• Testo di partenza
Diritti

La capitana, la disobbedienza civile e l’obbedienza incivile

2 Luglio 2019

L’invocazione dello stupro per la capitana Carola Rackete da parte del canagliume sghignazzante – al cospetto delle telecamere – è quanto di più disgustoso si possa concepire, persino in un paese saturo di maschilismo e altre miserie culturali come l’Italia. Inquadrare la vicenda sotto il profilo analitico è l’ultimo dei nostri problemi. Prima vomitiamo, poi analizziamo.

Una volta svuotato lo stomaco, potremmo anche decidere di parlarne. E parlandone, di getto, con ogni probabilità, ci verrebbe da dire che nel 2019 certi comportamenti riprovevoli non dovrebbero nemmeno varcare la soglia della pensabilità, figuriamoci quella della messa in scena.
Ma se lo dicessimo, sbaglieremmo, perché dimostreremmo di essere complici della diffusa illusione progressista, ossia di quella linea di pensiero che considera la storia come orientata ineluttabilmente verso il meglio, verso il compiersi della giustizia sociale, verso l’inverarsi dei diritti civili su scala planetaria. Un’illusione, appunto. Perché nessuno può garantirci che gli eventi, dopo lunghe giravolte, prenderanno comunque la direzione auspicata. Soprattutto quando chi dovrebbe direzionarli non si dimostra all’altezza degli stessi: la curvatura ottimistica della storia, ricordiamocelo, è una possibilità, non una necessità.

Inutile, quindi, appellarsi, come qualcuno ha azzardato, ai figli della canaglia, intuendoli già redenti nell’approcciarsi alla ripugnante condotta dei padri. Non è affatto scontato che costoro, un giorno, si domanderanno “che padri abbiamo avuto?”. Potrebbero benissimo rivendicare la legittimità del comportamento paterno, così come quello stesso comportamento paterno ha saputo annusare la propria accettabilità nell’offrirsi senza alcun ritegno, nel sapersi, olfattivamente, espressione ufficiosa dello spirito del tempo. Che, in canna, ne siamo assolutamente certi, ha ancora molte altre cartucce da sparare.

Diciamocelo pure, la canaglia, forte di un irresponsabile e duraturo sdoganamento mediatico capace di narrarla come interlocutrice indispensabile con cui sintonizzarsi, pratica di verità non infettate da riflessioni abissali e svolazzi retorici, foriera di “buon senso” stradaiolo, non poteva non scatenare la propria viscosa lingua contro la capitana disobbediente: donna, coraggiosa e ribelle, il peggio che l’omiciattolo canagliesco possa immaginare.

(Voci archiviate da una raccolta)
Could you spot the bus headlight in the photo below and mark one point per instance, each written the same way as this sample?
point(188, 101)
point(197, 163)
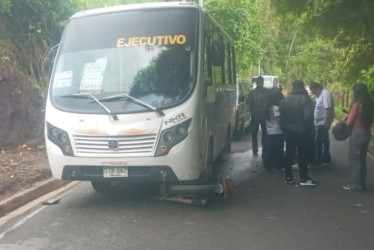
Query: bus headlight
point(60, 138)
point(171, 137)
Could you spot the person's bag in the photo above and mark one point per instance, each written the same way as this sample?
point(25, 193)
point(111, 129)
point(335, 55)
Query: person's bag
point(341, 131)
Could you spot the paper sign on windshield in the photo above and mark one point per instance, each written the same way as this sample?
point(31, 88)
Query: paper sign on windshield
point(93, 75)
point(151, 41)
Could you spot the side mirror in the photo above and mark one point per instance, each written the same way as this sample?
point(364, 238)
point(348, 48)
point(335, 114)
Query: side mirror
point(218, 53)
point(211, 94)
point(51, 59)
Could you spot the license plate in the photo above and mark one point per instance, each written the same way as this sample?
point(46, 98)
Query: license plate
point(111, 172)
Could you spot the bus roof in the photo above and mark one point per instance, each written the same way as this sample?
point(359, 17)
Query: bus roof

• Compiti da svolgere
[1] Trascrivi dall'articolo sulla capitana il passo che inizia con "Ma se lo dicessimo, sbaglieremmo, perché" e prosegue fino a "non una necessità.".
[2] Per ciascuna affermazione, indica se concorda con l'articolo sulla capitana rispondendo sì o no, e cita le parole dell'articolo che lo stabiliscono. (a) L'articolo è datato 2 luglio 2019. (b) Secondo l'articolo, la curvatura ottimistica della storia è una necessità. (c) L'articolo dà per certo che i figli della canaglia si domanderanno che padri hanno avuto.
[3] Riprendi l'articolo sulla capitana dal punto in cui si interrompe e scrivine il seguito.

• Risposte ai compiti
[1]
Ma se lo dicessimo, sbaglieremmo, perché dimostreremmo di essere complici della diffusa illusione progressista, ossia di quella linea di pensiero che considera la storia come orientata ineluttabilmente verso il meglio, verso il compiersi della giustizia sociale, verso l’inverarsi dei diritti civili su scala planetaria. Un’illusione, appunto. Perché nessuno può garantirci che gli eventi, dopo lunghe giravolte, prenderanno comunque la direzione auspicata. Soprattutto quando chi dovrebbe direzionarli non si dimostra all’altezza degli stessi: la curvatura ottimistica della storia, ricordiamocelo, è una possibilità, non una necessità.

[2]
(a) Sì: «2 Luglio 2019».
(b) No: «la curvatura ottimistica della storia, ricordiamocelo, è una possibilità, non una necessità».
(c) No: «Non è affatto scontato che costoro, un giorno, si domanderanno “che padri abbiamo avuto?”».

[3]
Non poteva non concupire, sbavando alla pavloviana maniera, il tintinnio delle manette, il legalitarismo da gogna, consuetudine apprezzatissima a cadenza costante, prossima a una visione della legalità in rima baciata con l’euforia da esecuzione in piazza, da emorragia pirotecnica.

Oltretutto, a difesa di un decreto legge palesemente ingiusto, per non dire abominevole, che punisce chi soccorre dei disperati in mare che altrimenti rischierebbero la morte e che viola tanto il diritto internazionale quanto la nostra Costituzione, contemplante il diritto d’asilo.

Si, lo sappiamo, la questione migratoria è complessa, eccetera, eccetera. Il manicheismo è infruttuoso, eccetera, eccetera. La sinistra è sempre a caccia dell’icona del momento, eccetera, eccetera. Persino Marx sottolinea come la manodopera di riserva attingibile dall’immigrazione consenta la diminuzione dei salari e dei diritti dei lavoratori nativi, eccetera, eccetera.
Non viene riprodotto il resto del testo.